◆ ACTIVITY ◆
Return copies of the lines below that mention "rocky".

═════ DATA

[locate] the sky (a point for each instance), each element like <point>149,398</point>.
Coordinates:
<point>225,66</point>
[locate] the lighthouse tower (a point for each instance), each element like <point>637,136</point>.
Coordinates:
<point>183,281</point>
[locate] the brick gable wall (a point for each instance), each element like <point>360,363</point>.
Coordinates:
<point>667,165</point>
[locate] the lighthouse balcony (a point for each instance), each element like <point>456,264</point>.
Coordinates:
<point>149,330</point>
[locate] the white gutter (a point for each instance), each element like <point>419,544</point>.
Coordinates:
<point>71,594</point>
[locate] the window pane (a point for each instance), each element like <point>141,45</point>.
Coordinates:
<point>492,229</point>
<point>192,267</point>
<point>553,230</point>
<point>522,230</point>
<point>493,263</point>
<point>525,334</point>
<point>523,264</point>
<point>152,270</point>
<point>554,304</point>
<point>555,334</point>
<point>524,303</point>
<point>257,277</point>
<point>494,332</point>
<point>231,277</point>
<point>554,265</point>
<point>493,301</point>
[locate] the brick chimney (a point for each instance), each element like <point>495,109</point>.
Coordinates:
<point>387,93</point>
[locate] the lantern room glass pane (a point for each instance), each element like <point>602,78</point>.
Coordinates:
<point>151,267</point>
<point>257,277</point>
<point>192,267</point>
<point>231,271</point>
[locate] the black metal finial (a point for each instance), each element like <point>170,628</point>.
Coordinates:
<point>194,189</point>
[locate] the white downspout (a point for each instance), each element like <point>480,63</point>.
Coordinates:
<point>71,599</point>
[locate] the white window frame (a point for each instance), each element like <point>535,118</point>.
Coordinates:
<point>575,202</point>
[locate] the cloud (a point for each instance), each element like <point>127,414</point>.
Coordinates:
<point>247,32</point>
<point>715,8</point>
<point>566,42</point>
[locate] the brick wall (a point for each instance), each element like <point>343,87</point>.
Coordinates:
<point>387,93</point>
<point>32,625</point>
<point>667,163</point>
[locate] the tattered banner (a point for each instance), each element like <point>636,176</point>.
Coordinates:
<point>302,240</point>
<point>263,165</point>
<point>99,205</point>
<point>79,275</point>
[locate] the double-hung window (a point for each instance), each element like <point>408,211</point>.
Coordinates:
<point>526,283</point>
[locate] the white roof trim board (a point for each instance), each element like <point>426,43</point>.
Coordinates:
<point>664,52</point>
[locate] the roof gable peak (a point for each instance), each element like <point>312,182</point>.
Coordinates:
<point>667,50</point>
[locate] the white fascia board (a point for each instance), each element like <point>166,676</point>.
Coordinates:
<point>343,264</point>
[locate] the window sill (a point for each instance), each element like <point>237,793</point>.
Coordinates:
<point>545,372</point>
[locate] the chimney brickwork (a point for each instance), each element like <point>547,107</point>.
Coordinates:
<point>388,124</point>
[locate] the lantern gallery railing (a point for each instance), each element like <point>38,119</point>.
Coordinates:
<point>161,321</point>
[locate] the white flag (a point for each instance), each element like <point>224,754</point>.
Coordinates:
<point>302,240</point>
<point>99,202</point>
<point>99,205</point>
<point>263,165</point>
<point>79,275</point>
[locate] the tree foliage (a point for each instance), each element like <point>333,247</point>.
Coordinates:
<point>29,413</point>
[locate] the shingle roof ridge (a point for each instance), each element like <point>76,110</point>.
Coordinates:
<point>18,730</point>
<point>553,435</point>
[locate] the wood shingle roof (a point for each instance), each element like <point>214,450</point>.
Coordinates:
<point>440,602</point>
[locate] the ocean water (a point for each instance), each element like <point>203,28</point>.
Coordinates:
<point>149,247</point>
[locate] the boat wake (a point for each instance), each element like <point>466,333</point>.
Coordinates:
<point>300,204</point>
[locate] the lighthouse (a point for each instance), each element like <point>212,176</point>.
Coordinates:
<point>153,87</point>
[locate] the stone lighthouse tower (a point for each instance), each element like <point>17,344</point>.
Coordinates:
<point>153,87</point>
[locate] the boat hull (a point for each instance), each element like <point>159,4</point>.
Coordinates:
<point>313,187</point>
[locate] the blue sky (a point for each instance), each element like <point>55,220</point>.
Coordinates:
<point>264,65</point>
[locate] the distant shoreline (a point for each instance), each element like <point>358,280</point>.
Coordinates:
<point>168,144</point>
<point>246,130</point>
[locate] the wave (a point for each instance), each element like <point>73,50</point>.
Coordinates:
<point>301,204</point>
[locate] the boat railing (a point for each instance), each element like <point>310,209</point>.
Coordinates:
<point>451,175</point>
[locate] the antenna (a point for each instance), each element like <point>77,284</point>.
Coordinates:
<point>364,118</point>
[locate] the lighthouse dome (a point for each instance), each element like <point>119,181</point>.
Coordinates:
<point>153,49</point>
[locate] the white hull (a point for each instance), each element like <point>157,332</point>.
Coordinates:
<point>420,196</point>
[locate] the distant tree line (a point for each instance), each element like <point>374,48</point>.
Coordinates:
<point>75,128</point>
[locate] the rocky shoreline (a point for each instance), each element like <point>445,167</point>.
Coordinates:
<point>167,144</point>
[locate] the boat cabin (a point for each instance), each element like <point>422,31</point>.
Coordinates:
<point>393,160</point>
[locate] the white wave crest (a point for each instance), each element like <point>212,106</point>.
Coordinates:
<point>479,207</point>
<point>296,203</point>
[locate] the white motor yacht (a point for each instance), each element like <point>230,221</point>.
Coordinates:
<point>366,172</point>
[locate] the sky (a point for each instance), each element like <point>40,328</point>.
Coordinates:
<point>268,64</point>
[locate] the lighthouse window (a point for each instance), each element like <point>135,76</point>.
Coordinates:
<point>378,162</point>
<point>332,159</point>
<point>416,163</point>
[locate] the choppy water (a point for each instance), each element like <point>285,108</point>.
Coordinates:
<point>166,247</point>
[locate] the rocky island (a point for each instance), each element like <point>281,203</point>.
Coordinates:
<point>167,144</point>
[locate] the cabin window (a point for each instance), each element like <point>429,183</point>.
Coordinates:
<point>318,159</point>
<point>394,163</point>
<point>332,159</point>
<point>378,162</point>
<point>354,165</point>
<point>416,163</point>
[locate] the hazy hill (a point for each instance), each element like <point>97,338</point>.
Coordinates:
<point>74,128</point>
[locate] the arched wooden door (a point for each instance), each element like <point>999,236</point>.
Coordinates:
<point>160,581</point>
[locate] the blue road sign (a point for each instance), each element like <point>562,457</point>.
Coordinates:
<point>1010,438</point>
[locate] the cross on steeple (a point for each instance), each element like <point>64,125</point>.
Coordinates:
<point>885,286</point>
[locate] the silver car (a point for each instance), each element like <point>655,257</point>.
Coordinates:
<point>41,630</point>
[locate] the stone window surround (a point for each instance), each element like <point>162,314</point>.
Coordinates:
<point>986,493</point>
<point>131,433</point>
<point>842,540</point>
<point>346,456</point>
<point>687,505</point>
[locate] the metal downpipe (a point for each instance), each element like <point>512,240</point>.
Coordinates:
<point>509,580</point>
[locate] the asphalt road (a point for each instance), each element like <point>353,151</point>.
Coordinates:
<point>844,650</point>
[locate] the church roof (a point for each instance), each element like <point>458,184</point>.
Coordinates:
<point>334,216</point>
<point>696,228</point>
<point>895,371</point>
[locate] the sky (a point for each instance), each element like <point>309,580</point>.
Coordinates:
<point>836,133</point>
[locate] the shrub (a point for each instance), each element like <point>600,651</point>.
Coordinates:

══════════

◆ ANSWER AREA ◆
[locate] the rocky shoreline (a point for each instance), each element like <point>445,167</point>.
[locate] the rocky island (a point for each instance), each element like <point>281,203</point>.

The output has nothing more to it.